能把下面所有记录逐行转成一个编号列表吗？空行略去不编号。

───── 提供材料

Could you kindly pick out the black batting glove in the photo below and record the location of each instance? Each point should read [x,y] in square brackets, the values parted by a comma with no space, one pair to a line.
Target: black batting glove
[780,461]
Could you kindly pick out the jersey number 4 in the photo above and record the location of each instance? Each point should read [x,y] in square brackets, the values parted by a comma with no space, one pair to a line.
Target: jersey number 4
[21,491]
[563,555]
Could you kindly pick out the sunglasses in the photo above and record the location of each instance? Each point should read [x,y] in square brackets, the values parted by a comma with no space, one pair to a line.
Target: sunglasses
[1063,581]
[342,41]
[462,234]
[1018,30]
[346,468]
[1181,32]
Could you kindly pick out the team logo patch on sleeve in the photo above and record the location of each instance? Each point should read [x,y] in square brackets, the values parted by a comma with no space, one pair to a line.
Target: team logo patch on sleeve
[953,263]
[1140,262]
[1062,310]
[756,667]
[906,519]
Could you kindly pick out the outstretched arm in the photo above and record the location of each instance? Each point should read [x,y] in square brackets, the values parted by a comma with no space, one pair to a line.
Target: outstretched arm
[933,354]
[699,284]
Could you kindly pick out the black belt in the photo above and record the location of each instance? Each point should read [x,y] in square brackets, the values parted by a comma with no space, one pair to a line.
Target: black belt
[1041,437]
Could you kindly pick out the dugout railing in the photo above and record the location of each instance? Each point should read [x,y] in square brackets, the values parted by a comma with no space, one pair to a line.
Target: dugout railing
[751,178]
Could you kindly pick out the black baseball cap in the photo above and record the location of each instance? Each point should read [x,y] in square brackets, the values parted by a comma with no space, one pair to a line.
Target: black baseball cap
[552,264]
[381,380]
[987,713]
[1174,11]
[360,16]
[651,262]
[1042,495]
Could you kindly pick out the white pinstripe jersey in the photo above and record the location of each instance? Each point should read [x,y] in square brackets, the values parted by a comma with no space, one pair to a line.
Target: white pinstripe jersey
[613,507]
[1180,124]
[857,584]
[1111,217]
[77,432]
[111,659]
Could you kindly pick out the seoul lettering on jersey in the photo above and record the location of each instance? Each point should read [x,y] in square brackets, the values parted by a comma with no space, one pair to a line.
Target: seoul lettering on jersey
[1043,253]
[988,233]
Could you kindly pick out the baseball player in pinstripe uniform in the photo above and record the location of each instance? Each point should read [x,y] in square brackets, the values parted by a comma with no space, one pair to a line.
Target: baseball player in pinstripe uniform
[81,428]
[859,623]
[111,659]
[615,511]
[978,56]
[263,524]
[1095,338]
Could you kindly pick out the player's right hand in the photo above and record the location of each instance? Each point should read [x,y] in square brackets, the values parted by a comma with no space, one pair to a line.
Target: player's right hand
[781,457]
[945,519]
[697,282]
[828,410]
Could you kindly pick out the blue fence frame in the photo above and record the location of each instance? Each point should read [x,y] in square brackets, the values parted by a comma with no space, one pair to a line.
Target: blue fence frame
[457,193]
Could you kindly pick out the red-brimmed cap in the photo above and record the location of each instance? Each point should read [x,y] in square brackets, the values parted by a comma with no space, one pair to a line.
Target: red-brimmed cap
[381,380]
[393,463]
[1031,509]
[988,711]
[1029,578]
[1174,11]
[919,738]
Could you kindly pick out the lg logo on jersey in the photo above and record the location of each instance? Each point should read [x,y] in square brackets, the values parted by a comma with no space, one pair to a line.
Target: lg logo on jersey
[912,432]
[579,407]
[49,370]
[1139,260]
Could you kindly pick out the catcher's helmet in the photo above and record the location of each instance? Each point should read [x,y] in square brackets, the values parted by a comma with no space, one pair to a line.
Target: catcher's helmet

──────────

### 完整输出
1. Could you kindly pick out the black batting glove in the photo below and record the location of each instance? Each point should read [x,y] in square brackets, the values parted by a comma with no space, one pair to a line.
2. Target: black batting glove
3. [780,461]
4. Could you kindly pick out the jersey number 4 in the photo above and record the location of each instance? Each point should read [x,y] in square brackets, the values parted by a comma with no space, one pair to a line.
5. Target: jersey number 4
6. [21,491]
7. [563,555]
8. Could you kindly pick out the sunglasses in the photo above and record the location of each instance? Each point should read [x,y] in square brackets, the values parted by a comma with no space, one pair to a line.
9. Target: sunglasses
10. [1063,581]
11. [342,41]
12. [462,234]
13. [1018,30]
14. [346,468]
15. [1181,32]
16. Could you kindly pick out the team logo patch on sleeve in the photo above and record the location of each instance? Each point should read [x,y] in square brackets, the values parted by a comma with no space, one pair to a line.
17. Target: team logo patch on sleeve
18. [953,263]
19. [1140,262]
20. [1062,310]
21. [756,667]
22. [906,519]
23. Could you kindly pick out the outstretched arm in the photo above and record the location of each instance? Each point should read [x,y] in square brackets, the values parted by a comma with no space, one pair to a line.
24. Target: outstretched arm
25. [933,354]
26. [699,284]
27. Could you kindly pick out the black belt in the photo above and record the location of each instance? Each point should read [x,y] in square brackets, the values parted by a comma with no space, one pair to a line.
28. Target: black belt
29. [1041,437]
30. Could you kindly pick out the dugout railing in the photo above and record the location of each instance? Each point should read [x,y] in square brackets, the values parted by a comma with no space, one pair to a line.
31. Target: dugout railing
32. [751,178]
33. Could you kindly pick out the black baseball cap in the photo above and record the location of each instance? Each point should read [x,y] in square brackets, the values parted by a comma with no space, one pair to a line.
34. Target: black baseball cap
35. [552,264]
36. [381,380]
37. [987,713]
38. [1174,11]
39. [360,16]
40. [651,262]
41. [1042,495]
42. Could you kindly pick out the white pinstripe jersey in the photo above and record the location of each instance? Each point should read [x,y] in square brackets, the values parted by a comma with no space, one pair to a line.
43. Target: white pinstripe jersey
44. [613,507]
45. [1180,124]
46. [857,584]
47. [1111,217]
48. [77,432]
49. [111,659]
50. Could you kindly pick out the seoul lettering on jersey in the photo above and record the location of each instance? Each point should read [x,y] in square brackets, the values parted by a comma with no space, one pair to a line.
51. Target: seoul lettering on jersey
52. [1043,253]
53. [988,233]
54. Could you kindly pick out the baseball player in pinstripe uniform in the photo above and record the location of each instance? Each point should read [x,y] in square brackets, the values parted by a comma with no space, one pair to a line.
55. Target: baseball player in pinstripe uniform
56. [81,428]
57. [859,623]
58. [111,659]
59. [615,511]
60. [978,56]
61. [263,524]
62. [1095,338]
63. Could you kindly pick out the player's right hand in the photo above and record the location of each instance? Each point should read [x,y] in square brackets, the values parted by a comma with no space, one pair to a line.
64. Target: player's right hand
65. [781,457]
66. [945,519]
67. [697,282]
68. [828,410]
69. Could you kindly pick out the blue fence frame in the photo above and record the location of each instance? Each point should read [x,y] in square brackets, the values parted by a comma with no space, one pair to a line.
70. Target: blue fence frame
71. [457,193]
72. Could you kindly pick out the red-brimmed cap in the photo above and record the location of each instance? Each point should read [x,y] in square brackets, the values parted by a comma with no space, one pair to a line.
73. Target: red-brimmed cap
74. [381,380]
75. [393,463]
76. [1031,509]
77. [988,711]
78. [1029,578]
79. [1174,11]
80. [919,738]
81. Could you kindly pick out the lg logo on jersey in the photo above and record the location of each instance? Each point should read [x,y] in square brackets, the values parted by a comma with no space, one pair to a line.
82. Target: lg logo on jersey
83. [912,432]
84. [579,407]
85. [49,370]
86. [1139,260]
87. Could you kindly pick out the catcher's helmet in the photo above and record the location of each instance? Each point should read [x,y] in square brackets, the values parted by a comma with no space, one pair to a line.
88. Target: catcher's helmet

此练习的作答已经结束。